_TASK TO CARRY OUT:_ Give the data below again, word for word.

_DATASET EXTRACT:_
____________________

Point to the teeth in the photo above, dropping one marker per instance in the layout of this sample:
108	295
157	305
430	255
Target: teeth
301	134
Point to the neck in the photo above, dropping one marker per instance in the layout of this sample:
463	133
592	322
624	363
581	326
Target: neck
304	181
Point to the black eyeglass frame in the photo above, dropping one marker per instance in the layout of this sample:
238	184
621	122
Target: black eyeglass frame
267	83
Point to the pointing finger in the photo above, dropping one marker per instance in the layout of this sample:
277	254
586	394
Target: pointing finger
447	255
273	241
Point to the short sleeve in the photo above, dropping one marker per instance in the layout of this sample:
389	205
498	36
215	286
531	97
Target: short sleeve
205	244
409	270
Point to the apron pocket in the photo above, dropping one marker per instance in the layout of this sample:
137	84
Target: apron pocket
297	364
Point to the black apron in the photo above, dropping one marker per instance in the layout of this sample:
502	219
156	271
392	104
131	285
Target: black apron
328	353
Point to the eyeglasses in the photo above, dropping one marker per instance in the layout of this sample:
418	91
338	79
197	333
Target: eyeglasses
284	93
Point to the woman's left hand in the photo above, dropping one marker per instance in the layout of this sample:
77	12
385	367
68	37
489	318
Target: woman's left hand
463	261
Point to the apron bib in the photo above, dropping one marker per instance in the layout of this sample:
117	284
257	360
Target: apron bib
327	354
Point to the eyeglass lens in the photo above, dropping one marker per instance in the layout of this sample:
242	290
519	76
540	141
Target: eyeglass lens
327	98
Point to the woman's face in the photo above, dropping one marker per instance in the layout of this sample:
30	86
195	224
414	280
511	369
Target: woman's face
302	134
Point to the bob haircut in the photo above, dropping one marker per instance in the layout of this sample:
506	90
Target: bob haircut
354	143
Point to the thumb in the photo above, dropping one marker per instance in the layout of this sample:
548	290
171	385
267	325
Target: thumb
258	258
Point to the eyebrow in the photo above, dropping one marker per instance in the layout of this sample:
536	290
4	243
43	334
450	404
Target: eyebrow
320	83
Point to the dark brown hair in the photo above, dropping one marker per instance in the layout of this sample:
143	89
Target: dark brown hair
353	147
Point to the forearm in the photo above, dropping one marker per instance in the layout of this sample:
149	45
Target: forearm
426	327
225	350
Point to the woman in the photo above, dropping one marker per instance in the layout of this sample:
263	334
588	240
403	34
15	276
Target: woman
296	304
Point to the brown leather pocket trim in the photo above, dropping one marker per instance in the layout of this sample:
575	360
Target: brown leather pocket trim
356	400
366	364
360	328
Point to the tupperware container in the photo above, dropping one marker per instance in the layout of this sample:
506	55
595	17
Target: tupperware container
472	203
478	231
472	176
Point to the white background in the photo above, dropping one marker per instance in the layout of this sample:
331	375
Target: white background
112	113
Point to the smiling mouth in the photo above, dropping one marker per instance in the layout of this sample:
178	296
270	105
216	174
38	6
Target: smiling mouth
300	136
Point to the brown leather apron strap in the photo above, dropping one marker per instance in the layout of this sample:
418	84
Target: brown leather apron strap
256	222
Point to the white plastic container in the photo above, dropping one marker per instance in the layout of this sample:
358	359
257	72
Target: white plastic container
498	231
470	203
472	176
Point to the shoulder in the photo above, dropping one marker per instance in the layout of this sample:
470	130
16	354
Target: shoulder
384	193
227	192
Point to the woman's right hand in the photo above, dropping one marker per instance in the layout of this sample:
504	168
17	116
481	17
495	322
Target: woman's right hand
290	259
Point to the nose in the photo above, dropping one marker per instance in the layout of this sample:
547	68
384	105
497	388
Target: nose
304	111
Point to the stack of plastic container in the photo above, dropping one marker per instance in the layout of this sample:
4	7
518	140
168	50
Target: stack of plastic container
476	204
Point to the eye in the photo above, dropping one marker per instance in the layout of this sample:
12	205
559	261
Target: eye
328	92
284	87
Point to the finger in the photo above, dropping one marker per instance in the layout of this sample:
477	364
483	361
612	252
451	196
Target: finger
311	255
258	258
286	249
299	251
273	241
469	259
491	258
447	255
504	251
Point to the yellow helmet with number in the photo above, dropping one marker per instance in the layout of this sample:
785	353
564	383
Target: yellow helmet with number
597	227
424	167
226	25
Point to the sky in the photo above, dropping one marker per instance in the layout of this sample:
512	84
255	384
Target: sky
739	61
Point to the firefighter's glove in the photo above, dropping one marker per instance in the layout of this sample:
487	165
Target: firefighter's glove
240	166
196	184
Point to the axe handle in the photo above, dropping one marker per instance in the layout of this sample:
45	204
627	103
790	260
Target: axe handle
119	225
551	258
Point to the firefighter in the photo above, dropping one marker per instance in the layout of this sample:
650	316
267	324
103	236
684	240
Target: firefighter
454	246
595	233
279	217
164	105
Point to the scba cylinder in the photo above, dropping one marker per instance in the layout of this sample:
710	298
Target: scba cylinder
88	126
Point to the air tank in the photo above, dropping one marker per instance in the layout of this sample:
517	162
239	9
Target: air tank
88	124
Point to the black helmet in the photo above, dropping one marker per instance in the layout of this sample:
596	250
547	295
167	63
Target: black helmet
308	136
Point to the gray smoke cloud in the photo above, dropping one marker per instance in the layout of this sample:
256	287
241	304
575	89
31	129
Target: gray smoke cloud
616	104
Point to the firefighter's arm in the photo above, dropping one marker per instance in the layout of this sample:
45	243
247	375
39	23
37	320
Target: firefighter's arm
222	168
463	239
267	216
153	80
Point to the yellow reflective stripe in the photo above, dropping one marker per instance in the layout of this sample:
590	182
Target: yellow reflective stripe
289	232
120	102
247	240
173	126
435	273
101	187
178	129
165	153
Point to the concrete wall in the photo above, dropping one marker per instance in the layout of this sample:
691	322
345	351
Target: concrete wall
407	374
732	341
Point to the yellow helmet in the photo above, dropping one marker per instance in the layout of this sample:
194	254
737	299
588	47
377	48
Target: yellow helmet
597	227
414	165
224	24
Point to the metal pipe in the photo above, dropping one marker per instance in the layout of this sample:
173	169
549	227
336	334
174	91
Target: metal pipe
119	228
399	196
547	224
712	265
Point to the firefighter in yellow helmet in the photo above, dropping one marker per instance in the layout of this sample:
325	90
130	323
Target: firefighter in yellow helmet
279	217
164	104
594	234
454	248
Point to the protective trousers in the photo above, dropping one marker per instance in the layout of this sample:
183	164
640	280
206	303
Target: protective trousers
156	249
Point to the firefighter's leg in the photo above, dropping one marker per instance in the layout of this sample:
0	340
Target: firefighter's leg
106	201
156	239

____________________

_COMPLETED TASK:_
Point to the teeth in the photo above, dropping one marker per instance in the layout of this sample:
108	295
157	305
430	255
Target: teeth
301	134
Point to the neck in the photo above, dropping one marker per instance in the layout of this sample:
463	133
592	322
624	363
581	326
Target: neck
304	181
Point to the black eyeglass frame in the photo above, dropping one marker per instance in the layout of this sample:
238	184
621	122
Target: black eyeglass frame
267	83
Point to the pointing finger in the photo above, dropping one marker per instance in the layout of this sample:
277	254
586	394
Target: pointing finger
447	255
273	241
Point to the short sleeve in the photo above, dropping one marker per instance in the layout of this sample:
389	205
498	36
215	286
531	97
Target: short sleeve
205	244
409	270
Point to the apron pocket in the photo above, dropping one marker per instance in the layout of this sample:
137	84
Target: apron pocket
297	364
Point to the black apron in the photo above, dropping one marker per instance in the layout of this sample:
502	219
156	271
392	104
131	285
Target: black apron
328	353
Point to the eyeglasses in the photo above, dropping one marker per instance in the layout of this sample:
418	91
338	79
197	333
Target: eyeglasses
284	93
Point to the woman's left hand in the photo above, dropping one marker per instance in the layout of this sample:
77	12
385	367
68	37
489	318
Target: woman's left hand
463	261
Point to the apron bib in the photo above, dropping one marker per instance in the layout of this sample:
117	284
257	360
Target: apron bib
327	354
Point to the eyeglass lens in the photo above, dropping one marker per instance in the layout of this sample:
242	290
519	76
540	141
Target: eyeglass lens
327	98
Point to the woman's face in the photo above, dropping one marker per instance in the layout of this sample:
30	86
195	224
414	280
511	369
Target: woman's face
302	134
Point to the bob haircut in the photo above, dropping one marker per instance in the layout of this sample:
506	90
Target: bob haircut
354	143
Point to the thumb in the photo above, dropping one marker per instance in the layout of this sample:
548	290
171	385
267	325
Target: thumb
258	258
Point to the eyebrow in the photo above, dropping one marker per instance in the layout of this sample:
536	290
4	243
43	334
450	404
Target: eyebrow
320	83
Point to the dark brown hair in the photo above, dropping one marker per instance in the layout of this sample:
143	89
Target: dark brown hair
353	147
Point to the forearm in the photo above, dropping one marker per instance in the layout of this sample:
149	45
Target: forearm
426	327
225	350
Point to the woman in the photo above, dropping one marker per instance in the layout of this sample:
263	334
588	240
403	34
15	276
Target: woman
296	304
Point to the brown leather pocket trim in the photo above, dropping one marker per instance in the layout of this sample:
575	360
Target: brown leather pocket trim
356	400
366	364
360	328
Point to the tupperware container in the photo above, dropping one marker per instance in the layout of this sample:
506	55
595	17
Target: tupperware container
472	203
478	231
472	176
Point to the white background in the photo above, dropping one marker per instance in the layout of this sample:
331	375
Target: white background
112	113
Point to the smiling mouth in the photo above, dropping one marker per instance in the layout of this sample:
178	296
270	105
216	174
38	6
Target: smiling mouth
300	136
Point to the brown leather apron strap in the photo above, dropping one marker per instance in the layout of this sample:
418	84
Target: brown leather apron strap
256	222
Point to the white plastic container in the photo above, dropping one marker per instance in the layout of this sample:
358	359
257	72
Target: white plastic container
498	231
470	203
472	176
Point to the shoulder in the photo above, dropping one marker per instance in the layout of this sample:
470	130
16	354
Target: shoulder
384	193
227	192
Point to the woman's right hand in the photo above, dropping one marker per instance in the layout of this sample:
504	168
17	116
481	17
495	322
Target: woman's right hand
290	259
Point to the nose in the photo above, dropping one marker per instance in the layout of this sample:
547	68
384	105
497	388
Target: nose
304	111
Point to the stack of plastic container in the photo above, dropping one marker per instance in the layout of this sample:
4	7
518	140
168	50
Target: stack of plastic container
476	204
Point to the eye in the photo above, dropping one marker per instance in the layout of this sample:
12	205
559	261
Target: eye
328	92
284	87
Point to the finger in the photo above, dropping one marker per instance in the layout of this sample:
477	364
483	361
612	252
451	196
Target: finger
311	255
258	258
286	249
299	251
273	241
469	259
491	258
447	255
504	251
Point to the yellow helmet with number in the photo above, dropping one marker per instance in the layout of this sample:
785	353
564	383
Target: yellow helmet with number
597	227
424	167
226	25
Point to the sky in the photo above, dropping one marker per instance in the layout of this sample:
512	84
255	384
Target: sky
739	61
Point to the firefighter's glove in the photo above, dropping one marker per instance in the layout of this sample:
487	165
Target: firefighter's glove
240	166
196	184
Point to the axe handle in the photo above, dropping one marker per instance in the layout of this sample:
45	204
627	103
790	260
Target: axe handle
119	225
551	258
Point to the firefighter in the photo above, dropping one marker per instance in the layout of this sample:
650	316
267	324
103	236
684	240
Target: firefighter
454	246
595	233
279	217
164	105
Point to the scba cylinder in the photo above, dropping one marker per instance in the layout of this sample:
710	298
Target: scba cylinder
88	126
Point to the air tank in the photo above, dropping one marker per instance in the layout of this sample:
517	162
239	9
Target: air tank
88	124
Point to the black helmet in the photo above, dropping one marker per instance in the layout of this sample:
596	250
547	295
167	63
Target: black helmet
308	136
Point to the gray smoke cloud in the photo above, dropping one marker per instance in the layout of this sample:
256	287
241	304
575	89
31	129
Target: gray smoke cloud
616	104
Point to the firefighter's arm in the photo above, dropping one marker per instance in the layout of this sample:
45	243
247	375
39	23
37	320
Target: firefighter's arm
222	168
463	239
267	216
153	80
Point to the yellow reflective stripe in the photo above, dropping one marker per instance in the layout of this sample:
590	182
Target: yellow reflective stripe
289	232
120	102
247	240
173	126
435	273
101	187
178	129
165	153
Point to the concrete wall in the photo above, dropping one marker per instance in the layout of this sample:
691	322
345	351
Target: concrete wall
407	374
732	341
Point to the yellow helmet in the photo above, dropping one marker per instance in the layout of this sample:
194	254
737	299
588	47
377	48
Target: yellow helmet
597	227
414	165
224	24
Point to the metal pipe in the photo above, dropping one marker per instance in the layout of this sample:
173	169
549	227
336	334
174	91
Target: metal pipe
119	228
399	196
547	224
712	265
Point to the firefighter in yellow helmet in the photo above, dropping one marker per instance in the layout of this sample:
325	90
130	323
Target: firefighter in yellow helmet
279	217
164	104
594	234
454	248
Point to the protective trousers in the photo above, dropping one marker per instance in the layout of this sample:
183	164
640	280
206	303
Target: protective trousers
156	249
Point to the firefighter's leg in the photo above, dropping one marker per instance in the layout of this sample:
0	340
Target: firefighter's leg
106	201
156	239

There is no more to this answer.